### Written problem
Reproduce each of the rows below verbatim, keeping every character and line break unchanged.

### Provided records
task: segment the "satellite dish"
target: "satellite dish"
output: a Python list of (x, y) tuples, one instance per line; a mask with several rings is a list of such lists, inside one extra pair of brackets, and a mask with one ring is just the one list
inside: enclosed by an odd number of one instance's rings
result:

### Complete answer
task: segment the "satellite dish"
target: "satellite dish"
output: a Python list of (x, y) tuples, one instance per line; a mask with several rings is a list of such lists, inside one extra pair of brackets, and a mask with one ring is just the one list
inside: enclosed by an odd number of one instance's rings
result:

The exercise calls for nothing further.